44. A method for determining the presence of or predisposition to a disease associated with altered levels of the polypeptide of claim 1 in a first mammalian subject, the method comprising:

(a) measuring the level of expression of the polypeptide in a sample from the first mammalian subject; and

(b) comparing the amount of said polypeptide in the sample of step (a) to the amount of the polypeptide present in a control sample from a second mammalian subject known not to have, or not to be predisposed to, said disease;

wherein an alteration in the expression level of the polypeptide in the first subject as compared to the control sample indicates the presence of or predisposition to said disease.

45. The method of claim 44 wherein the predisposition is to cancers.

46. A method for determining the presence of or predisposition to a disease associated with altered levels of the nucleic acid molecule of claim 5 in a first mammalian subject, the method comprising:

(a) measuring the amount of the nucleic acid in a sample from the first mammalian subject; and

(b) comparing the amount of said nucleic acid in the sample of step (a) to the amount of the nucleic acid present in a control sample from a second mammalian subject known not to have or not be predisposed to, the disease;

wherein an alteration in the level of the nucleic acid in the first subject as compared to the control sample indicates the presence of or predisposition to the disease.

* **What you will do**:
Continue the patent claims on methods for detecting disease from where they stop, beginning with the claim after claim 46.

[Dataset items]
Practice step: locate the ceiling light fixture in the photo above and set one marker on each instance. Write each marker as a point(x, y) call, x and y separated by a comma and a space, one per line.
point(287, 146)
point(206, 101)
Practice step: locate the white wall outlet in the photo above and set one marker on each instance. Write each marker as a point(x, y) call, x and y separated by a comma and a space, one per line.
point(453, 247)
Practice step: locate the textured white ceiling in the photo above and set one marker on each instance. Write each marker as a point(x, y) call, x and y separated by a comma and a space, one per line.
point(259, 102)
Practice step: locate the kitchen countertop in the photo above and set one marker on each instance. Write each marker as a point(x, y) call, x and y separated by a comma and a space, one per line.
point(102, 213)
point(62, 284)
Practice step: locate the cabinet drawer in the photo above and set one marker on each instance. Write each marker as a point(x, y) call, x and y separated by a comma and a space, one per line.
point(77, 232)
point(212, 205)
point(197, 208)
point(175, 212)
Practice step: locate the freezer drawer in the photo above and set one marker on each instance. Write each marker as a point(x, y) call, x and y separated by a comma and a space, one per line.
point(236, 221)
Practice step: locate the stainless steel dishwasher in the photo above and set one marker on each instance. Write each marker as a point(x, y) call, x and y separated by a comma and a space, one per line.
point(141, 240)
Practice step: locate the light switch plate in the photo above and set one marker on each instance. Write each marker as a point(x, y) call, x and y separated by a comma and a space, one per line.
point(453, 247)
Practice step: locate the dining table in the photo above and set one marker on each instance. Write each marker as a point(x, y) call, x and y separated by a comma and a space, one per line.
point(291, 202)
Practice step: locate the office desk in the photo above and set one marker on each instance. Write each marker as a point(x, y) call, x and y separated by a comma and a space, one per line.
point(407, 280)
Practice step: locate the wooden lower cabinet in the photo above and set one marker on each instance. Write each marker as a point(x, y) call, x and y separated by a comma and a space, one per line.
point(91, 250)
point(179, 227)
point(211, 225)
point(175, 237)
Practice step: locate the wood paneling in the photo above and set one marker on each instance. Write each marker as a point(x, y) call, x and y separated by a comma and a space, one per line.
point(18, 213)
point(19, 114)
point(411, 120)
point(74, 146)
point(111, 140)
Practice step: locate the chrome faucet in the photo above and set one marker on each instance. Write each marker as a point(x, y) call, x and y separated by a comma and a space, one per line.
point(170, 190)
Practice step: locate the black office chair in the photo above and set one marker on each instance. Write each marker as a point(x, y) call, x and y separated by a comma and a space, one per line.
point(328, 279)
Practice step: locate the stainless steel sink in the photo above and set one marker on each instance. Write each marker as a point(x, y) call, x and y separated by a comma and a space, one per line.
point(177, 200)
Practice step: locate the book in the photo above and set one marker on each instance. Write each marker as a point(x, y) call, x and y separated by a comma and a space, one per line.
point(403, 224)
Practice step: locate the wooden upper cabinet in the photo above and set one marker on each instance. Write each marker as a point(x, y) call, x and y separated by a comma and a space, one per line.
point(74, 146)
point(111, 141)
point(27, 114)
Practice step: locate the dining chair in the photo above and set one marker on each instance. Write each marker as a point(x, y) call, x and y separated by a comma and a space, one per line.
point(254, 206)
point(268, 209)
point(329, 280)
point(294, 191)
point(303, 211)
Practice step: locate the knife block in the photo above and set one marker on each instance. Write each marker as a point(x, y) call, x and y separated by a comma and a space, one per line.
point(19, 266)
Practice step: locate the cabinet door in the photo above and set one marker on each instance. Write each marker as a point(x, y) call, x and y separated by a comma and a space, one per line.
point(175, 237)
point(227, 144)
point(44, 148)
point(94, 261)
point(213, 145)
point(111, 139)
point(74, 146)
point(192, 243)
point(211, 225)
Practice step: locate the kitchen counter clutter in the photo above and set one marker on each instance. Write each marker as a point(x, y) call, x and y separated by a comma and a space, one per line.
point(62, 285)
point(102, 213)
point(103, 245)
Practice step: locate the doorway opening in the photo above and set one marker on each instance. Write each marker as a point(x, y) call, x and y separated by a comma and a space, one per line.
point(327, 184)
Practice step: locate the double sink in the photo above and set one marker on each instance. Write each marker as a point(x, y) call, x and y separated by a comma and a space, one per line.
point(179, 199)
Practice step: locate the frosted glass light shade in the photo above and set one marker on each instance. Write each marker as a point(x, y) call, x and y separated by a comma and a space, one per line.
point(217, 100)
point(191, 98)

* **Task response**:
47. The method of claim 46 wherein the predisposition is to a cancer.

48. A method of treating a pathological state in a mammal, the method comprising administering to the mammal a polypeptide in an amount that is sufficient to alleviate the pathological state, wherein the polypeptide is a polypeptide having an amino acid sequence at least 95% identical to a polypeptide comprising an amino acid sequence of at least one of SEQ ID NOS:2, 4, 6, 8, 10, 12, 17, 19, 21, 23, 25, 29, 31, 33, 35, 37, 83, and 85, or a biologically active fragment thereof.

49. A method of treating a pathological state in a mammal, the method comprising administering to the mammal the antibody of claim 15 in an amount sufficient to alleviate the pathological state.

50. A method for the screening of a candidate substance interacting with an olfactory receptor polypeptide selected from the group consisting of SEQ ID NOS:2, 4, 6, 8, 10, 12, 17, 19, 21, 23, 25, 29, 31, 33, 35, 37, 83, and 85, or fragments or variants thereof, comprises the following steps:

a) providing a polypeptide selected from the group consisting of the sequences of SEQ ID NOS:2, 4, 6, 8, 10, 12, 17, 19, 21, 23, 25, 29, 31, 33, 35, 37, 83, and 85, or a peptide fragment or a variant thereof,

b) obtaining a candidate substance;

c) bringing into contact said polypeptide with said candidate substance; and

d) detecting the complexes formed between said polypeptide and said candidate substance.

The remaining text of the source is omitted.